▸ **DOCUMENT SEGMENT**:
Milbank: Even a Trump loss could be destructive
WASHINGTON – All Americans should be alarmed by Donald Trump confidant Roger Stone's suggestion that Trump claim Hillary Clinton is trying to steal the election.
Asserting that there is already "widespread voter fraud," Stone said Trump should say that "if there's voter fraud, this election will be illegitimate … we will have a constitutional crisis, widespread civil disobedience, and the government will no longer be the government." In an interview with the conservative outlet Breitbart, Stone continued: "I think he's got to put them on notice that their inauguration will be a rhetorical, and when I mean civil disobedience, not violence, but it will be a bloodbath."
A bloodbath. Rhetorically speaking, of course.
If you have any doubt that Stone has Trump's ear, two days later Trump said, "I'm afraid the election is going to be rigged," and he went on to warn of voter fraud.
Some are comforted to know this election ends in three months. But a Trump loss in November — which seems increasingly likely — could be only slightly less destructive than a Trump victory. At best, his followers would regard the Clinton administration as illegitimate from Day One and use whatever legal means they can to prevent government from functioning. At worst, they will conclude that their white-male dominated America is lost forever — and take extra-legal measures to protect themselves.
Americans take for granted peaceful transfers of power. But if the losing side declares the government illegitimate and talks of bloodbaths, something else could occur.
Sixteen years ago, after the contentious 2000 recount, Al Gore gave a gracious concession speech that invoked Stephen Douglas' words to Abraham Lincoln: "Partisan feeling must yield to patriotism. I'm with you, Mr. President, and God bless you."
"This is America. Just as we fight hard when the stakes are high, we close ranks and come together when the contest is done," Gore said. "We will stand together behind our new president."
Can anybody imagine Trump saying those words after a Hillary Clinton victory?
Trump's supporters are primed to suspect conspiracy — all the more so now that they see Trump sinking in the polls. At a Trump rally in Virginia this week, after Trump told the crowd, "We're running against a rigged system," the Trump backers I sampled at random all thought the election could be stolen.

▸ **GIVEN EXERCISE 1**:
Translate this sentence from the column into Spanish: "Americans take for granted peaceful transfers of power."
▸ **GIVEN EXERCISE 2**:
According to the column, which outlet was Roger Stone speaking with when he made his remarks?
▸ **GIVEN EXERCISE 3**:
Using the column's own reasoning, explain why a Trump loss in November could be only slightly less destructive than a Trump victory.
The lines after this point are separate material, not part of the column.

▸ **GIVEN MATERIAL**:
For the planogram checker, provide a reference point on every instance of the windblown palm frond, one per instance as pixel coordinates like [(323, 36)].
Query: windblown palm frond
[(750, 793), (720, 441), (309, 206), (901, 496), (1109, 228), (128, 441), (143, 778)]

▸ **CORRECT ANSWER 1**:
Los estadounidenses dan por sentadas las transferencias pacíficas del poder.

▸ **CORRECT ANSWER 2**:
The conservative outlet Breitbart.

▸ **CORRECT ANSWER 3**:
At best, his followers would regard the Clinton administration as illegitimate from Day One and use whatever legal means they can to keep government from functioning. At worst, they would conclude that their white-male dominated America is lost forever and take extra-legal measures to protect themselves.